__GOAL OF THE EXERCISE__
Transcription of the full listing is required, character for character.
=== SUPPLIED DATA ===
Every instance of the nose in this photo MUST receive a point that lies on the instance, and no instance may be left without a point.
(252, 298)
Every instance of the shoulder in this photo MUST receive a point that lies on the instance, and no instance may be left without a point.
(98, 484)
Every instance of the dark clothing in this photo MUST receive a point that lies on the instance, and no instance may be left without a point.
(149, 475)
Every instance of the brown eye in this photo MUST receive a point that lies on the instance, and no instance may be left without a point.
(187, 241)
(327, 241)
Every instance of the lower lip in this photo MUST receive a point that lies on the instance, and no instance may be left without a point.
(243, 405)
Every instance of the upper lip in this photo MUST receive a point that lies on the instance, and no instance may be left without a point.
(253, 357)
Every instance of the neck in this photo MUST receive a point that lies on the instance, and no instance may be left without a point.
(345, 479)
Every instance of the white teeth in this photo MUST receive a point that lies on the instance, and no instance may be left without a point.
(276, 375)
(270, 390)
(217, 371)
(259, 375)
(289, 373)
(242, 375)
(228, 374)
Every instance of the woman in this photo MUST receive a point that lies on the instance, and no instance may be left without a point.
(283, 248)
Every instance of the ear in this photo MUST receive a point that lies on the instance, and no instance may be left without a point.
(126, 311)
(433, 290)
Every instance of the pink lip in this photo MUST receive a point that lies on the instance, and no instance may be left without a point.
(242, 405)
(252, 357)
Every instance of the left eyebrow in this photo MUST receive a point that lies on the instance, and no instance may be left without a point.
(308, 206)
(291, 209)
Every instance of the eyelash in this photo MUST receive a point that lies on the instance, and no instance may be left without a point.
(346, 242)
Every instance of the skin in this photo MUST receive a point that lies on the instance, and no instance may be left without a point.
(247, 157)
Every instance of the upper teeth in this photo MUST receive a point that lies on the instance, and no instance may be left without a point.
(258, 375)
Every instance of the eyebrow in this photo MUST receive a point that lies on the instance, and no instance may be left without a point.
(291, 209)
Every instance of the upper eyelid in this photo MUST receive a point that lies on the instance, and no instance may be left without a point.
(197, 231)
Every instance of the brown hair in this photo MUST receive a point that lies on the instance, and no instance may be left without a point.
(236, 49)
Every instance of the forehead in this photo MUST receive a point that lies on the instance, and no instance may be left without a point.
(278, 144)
===
__TASK RESPONSE__
Every instance of the nose in this photo MUST receive a point that lies on the instance, and no instance may be left without a point.
(252, 298)
Every instance of the shoulder in this photo MUST receive a point that lies on the instance, and no instance may be left without a point.
(98, 484)
Every instance of the dark clothing in this photo MUST receive a point that lies on the instance, and no instance may be left without a point.
(149, 475)
Every instance of the brown eye in this photo MUST receive a point that lies on the instance, and no instance may be left without a point.
(187, 241)
(327, 241)
Every instance of the lower lip in this photo MUST receive a point that lies on the instance, and no instance may be left without a point.
(243, 405)
Every instance of the upper lip in this photo MUST receive a point that lies on the instance, and no instance may be left without a point.
(253, 357)
Every instance of the neck in this photo MUST receive a point that lies on the instance, and no instance may be left without a point.
(345, 479)
Every instance of the white teeth in this photo MUST receive a point that lies on the instance, and no instance may be left without a point.
(276, 375)
(270, 390)
(217, 371)
(259, 375)
(289, 373)
(242, 375)
(228, 374)
Every instance of the woman in this photo MUST receive a point that lies on the instance, and no instance may be left without a point.
(283, 248)
Every instance of the ear in this photo MUST receive a point that lies on the instance, and no instance may be left without a point.
(126, 311)
(433, 290)
Every instance of the pink lip in this photo MUST receive a point that lies on the instance, and no instance may be left without a point.
(242, 405)
(252, 357)
Every instance of the left eyebrow in this photo MUST receive a point that lies on the instance, and no instance may be left without a point.
(308, 206)
(291, 209)
Every instance of the eyelash in this photo MUST receive a point that lies on the instance, and no instance may be left without a point.
(346, 242)
Every instance of the skin in this photo MUST receive a point that lies on the instance, and no instance may be left without a point.
(247, 157)
Every instance of the upper teeth in this photo MUST receive a point that lies on the instance, and no instance may be left without a point.
(258, 375)
Every instance of the eyebrow in this photo MUST receive a point that lies on the instance, and no instance may be left without a point.
(291, 209)
Every instance of the upper eyelid in this photo MUST receive a point that lies on the instance, and no instance may be left without a point.
(197, 231)
Every instance of the brown hair in this photo MUST receive a point that lies on the instance, and no instance may be left without a point.
(236, 49)
Every instance of the forehead in this photo MUST receive a point that lies on the instance, and no instance may be left without a point.
(278, 144)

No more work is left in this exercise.